GOP reaches balanced budget, tax cut accord

June 23, 1995|By Karen Hosler | Karen Hosler,Washington Bureau of The Sun

WASHINGTON -- Republican leaders in the House and Senate struck a deal last night on a seven-year plan to balance the federal budget, reduce taxes by $245 billion and cut nearly $1 trillion from Medicare, Medicaid, student loans and other social programs.

Republican-led majorities in the full House and Senate are expected to endorse the agreement easily next week.

The budget blueprint essentially ignores President Clinton's more modest plan to balance the budget in 10 years. But later legislation, putting the specific tax and spending cuts into effect, would be subject to a presidential veto.

"We have crafted a budget which first, and foremost, ratchets down the deficit to balance by the year 2002," Senate Majority Leader Bob Dole said in announcing the deal. He added that the plan would also put "more money in the pockets of American families" and provide "incentives for savings, economic growth and job creation."

None of the specific program cuts recommended in the budget blueprint are binding on Congress or Mr. Clinton, whose approval of the plan is not required. But the congressional leaders said they will strictly enforce the limits on spending set in each broad category.

"After decades of reckless spending, we are committed to making government leaner, more efficient and cost-effective," House Speaker Newt Gingrich said.

The budget deal provides the road map for reaching what Republican leaders say will be their crowning achievement: a leaner, more efficient, less intrusive federal government that frees Americans of the government debt that keeps interest rates high and threatens their economic future.

Many Democrats say the Republicans want to cut programs that primarily benefit the poor to pay for tax breaks for the rich.

"While we agree with the Congress on the need to achieve a balanced budget, there is a right way and a wrong way to do it," Leon E. Panetta, the White House chief of staff, said in statement last night.

The plan produced yesterday completes three weeks of hard bargaining and reflects a compromise between the House and Senate plans.

On the key issue of tax cuts, the House modified its target of $354 billion over seven years; the Senate agreed to expand its target of $170 billion. The House also agreed to comply with the senators' insistence that legislation making the cuts to assure a balanced budget be enacted first.

The size and type of tax cuts must be worked out in separate legislation. But almost sure to be included are proposals for a $500-per-child credit for most families and a 50 percent reduction in the tax rate on capital gains. Some smaller, targeted cuts to help families that adopt children and care for elderly relatives are also likely.

On the equally thorny issue of defense spending, the Senate yielded to House pressure to reverse a steady decline and provide the Pentagon with a boost in funds over this year's amount. The compromise plan calls for a $33 billion increase instead of the $67.8 billion approved by the House.

» Recorded information
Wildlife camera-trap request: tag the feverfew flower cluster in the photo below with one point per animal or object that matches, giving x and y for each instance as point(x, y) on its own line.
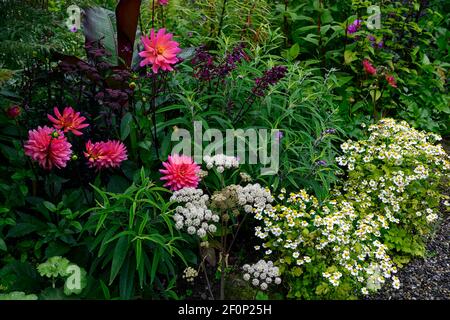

» Exercise instructions
1 > In the article on the Republican budget deal, how large an increase for the Pentagon does the compromise plan call for?
2 > Pick up the article on the Republican budget deal after its final paragraph and carry it forward.

» Numbered responses
1 > A $33 billion increase over this year's amount.

2 >
The two sides came to an easier agreement on proposals to reduce the growth of spending in Medicare and Medicaid, the two federal health care programs that make up the largest and fastest-growing share of the budget.

Their compromise demands that $270 billion in savings be wrung out of Medicare, which serves the elderly, and $180 billion from Medicaid, which provides health care for the poor.

No decisions have been made about how those savings would be achieved; that must come in later legislation. But those totals are so high that they will almost certainly require reductions in benefits and services, lower fees for doctors and hospitals, and higher premiums for elderly beneficiaries.

House and Senate negotiators also reached quick agreement on a $190 billion reduction in the general government category that includes all domestic social spending except the health and welfare programs. Some of those cuts are already under way through the separate appropriations process.

Mr. Clinton's 10-year plan for balancing the budget, which he unveiled in a surprise move last week, appears to have been largely rejected. Although congressional budgeteers paused a few days to examine Mr. Clinton's plan for the seeds of a compromise with the White House, they quit after learning that the president had based his figures on a more optimistic set of economic assumptions than theirs.

That meant that he was assuming some of the deficit would disappear on its own as economic growth swelled federal tax revenues, making the steep cuts proposed by the Republicans unnecessary.

Mr. Gingrich said last night, though, that Mr. Clinton's proposal had been "very helpful" to the GOP cause.

"He validated getting a balanced budget; he validated that you have to do something significant to save Medicare because the trust fund is going broke; he validated that it was acceptable to cut taxes while getting to a balanced budget; he validated putting pretty tight reins on domestic spending; and he validated not cutting defense," the speaker said.

On each of those points, Mr. Clinton sided with the Republicans over many in his own party, blunting what Mr. Gingrich called "the relentless attack of some of the more liberal congressional Democrats."